▶ _Page text_:
========

Re: [PATCH 3/4] userns/inotify: Initial implementation of inotify per-userns

Nikolay Borisov <kernel@xxxxxxxx> · Thu, 7 Jul 2016 16:40:18 +0300

On 07/06/2016 08:29 PM, Eric W. Biederman wrote:
> Nikolay Borisov <kernel@xxxxxxxx> writes:
> 
>> This is still very much a WIP and there are certain things which need 
>> to be addressed: 
>>
>> Changes include:
>>
>>  * Added 2 new sysctls:
>>     - inotify_reserved_user_instances and inotify_reserved_user_watches 
>>     these essentially     control the distribution of instances/watches 
>>     down the hierarchy. For example if we have instances/watches limit of 
>>     1024/256 and reserved instances/watches are set to 128/32 then at every 
>>     level of the hierarchy instances/watches are going to be reduced by 128/32, 
>>     so at userns level of 1 (e.g. init_user_ns->level_1_user_ns) each user would
>>     have 896/224 respectively. Currently the defaults are calculated so that at 
>>     least 8 levels of indirection are allowed. Those can be set only by global 
>>     root user.

========

Recorded data:
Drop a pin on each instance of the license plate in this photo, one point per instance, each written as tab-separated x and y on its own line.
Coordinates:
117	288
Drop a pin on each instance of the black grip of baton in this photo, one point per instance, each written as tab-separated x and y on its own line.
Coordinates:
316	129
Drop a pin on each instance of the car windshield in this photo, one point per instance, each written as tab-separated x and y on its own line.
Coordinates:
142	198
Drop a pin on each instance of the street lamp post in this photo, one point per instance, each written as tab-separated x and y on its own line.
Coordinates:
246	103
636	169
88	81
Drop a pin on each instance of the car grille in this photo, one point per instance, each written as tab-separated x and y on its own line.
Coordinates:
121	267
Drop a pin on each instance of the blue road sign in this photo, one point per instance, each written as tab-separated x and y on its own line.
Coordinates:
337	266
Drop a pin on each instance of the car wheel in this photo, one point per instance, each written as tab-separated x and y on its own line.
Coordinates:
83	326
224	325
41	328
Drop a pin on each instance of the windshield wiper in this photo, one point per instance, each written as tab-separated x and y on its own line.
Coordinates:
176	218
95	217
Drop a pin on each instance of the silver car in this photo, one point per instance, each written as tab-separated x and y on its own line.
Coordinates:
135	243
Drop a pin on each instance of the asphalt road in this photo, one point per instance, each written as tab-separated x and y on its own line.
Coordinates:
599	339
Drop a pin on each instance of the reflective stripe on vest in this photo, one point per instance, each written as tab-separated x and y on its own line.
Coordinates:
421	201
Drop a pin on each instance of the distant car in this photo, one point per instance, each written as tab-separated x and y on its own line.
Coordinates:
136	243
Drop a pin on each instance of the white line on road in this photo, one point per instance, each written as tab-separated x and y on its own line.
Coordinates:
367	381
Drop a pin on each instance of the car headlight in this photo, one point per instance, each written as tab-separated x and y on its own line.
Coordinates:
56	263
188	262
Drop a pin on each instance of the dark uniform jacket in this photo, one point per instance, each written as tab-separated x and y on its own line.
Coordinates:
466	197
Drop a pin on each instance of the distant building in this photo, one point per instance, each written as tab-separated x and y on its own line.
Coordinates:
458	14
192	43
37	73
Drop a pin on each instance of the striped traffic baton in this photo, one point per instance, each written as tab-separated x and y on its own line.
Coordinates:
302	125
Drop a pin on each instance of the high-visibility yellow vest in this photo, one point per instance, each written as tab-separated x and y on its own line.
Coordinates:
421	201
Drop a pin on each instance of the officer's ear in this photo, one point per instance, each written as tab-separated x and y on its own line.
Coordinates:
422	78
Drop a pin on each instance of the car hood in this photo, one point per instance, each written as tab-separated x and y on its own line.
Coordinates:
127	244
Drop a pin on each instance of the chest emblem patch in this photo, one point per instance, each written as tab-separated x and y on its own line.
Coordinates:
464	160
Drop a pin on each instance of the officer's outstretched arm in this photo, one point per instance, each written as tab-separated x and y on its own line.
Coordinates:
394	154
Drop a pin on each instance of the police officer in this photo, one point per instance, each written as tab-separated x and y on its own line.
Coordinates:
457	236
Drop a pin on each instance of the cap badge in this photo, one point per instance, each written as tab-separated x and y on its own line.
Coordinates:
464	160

========

▶ _Exercise requirements_:
[A] In the inotify patch message, who is allowed to set the two new sysctls?
[B] Write the next part of the inotify patch message, starting right after its final sentence.

▶ _Answers to the tasks_:
[A] Only the global root user can set them.

[B]
>>
>>  * When a user inside a NS creates an inotify context for the first time, 
>>  the code locks the whole namespace hierarchy up to the parent of the last 
>>  namespace which has a mapping for a user. And then proceeds to create all 
>>  the intermediary levels. And then unlocks them, this is a bit cumbersome 
>>  IMO but at least ensures that no hard-to-trace races occur.
>>
>> There are also some things which need to be considered:
>>
>>  * One problem currently not resovled is the cleanup of the intermediary
>>  state in namespaces. E.g. if we have a hierarchy of 4 namespaces and an 
>>  inotify instance is created in the bottom-most namespace, and later is 
>>  destroyed this guarantees that only the state in the bottom-most ns is 
>>  freed and not in the intermediary nodes. I guess some sort of hierarchical
>>  mechanism is needed to connect several inotify_state structs. I'm very
>>  much open to discussing how to fix this. Also due to the way locks are 
>>  acquired lockdep prints a splat, but it is a false-positive. 
>>
>>  * Another thing which I think needs serious consideration is the semantic
>>  of the reserved sysctls. What should happen when they are changed - should
>>  those changes propagate to existing counter or shouldn't they? Depending
>>  on the outcome of that decision it's possible to blow the complexity of the
>>  solution through the roof.
> 
> With respect to semantics complexity wise I like how the memory cgroup
> did their hierarchy.  That is changes only take affect at the top most
> level, and nested parts of the hierarchy can theoretically have higher
> limits but you hit the limits at the top of the hierarchy first.
> 
> Definitely a work in progress.
> 
> A couple of comments.
> - See below about permission checks in sysctls.
> - Use kuid_t not uid_t.  Anything else is buggy and hurts my head.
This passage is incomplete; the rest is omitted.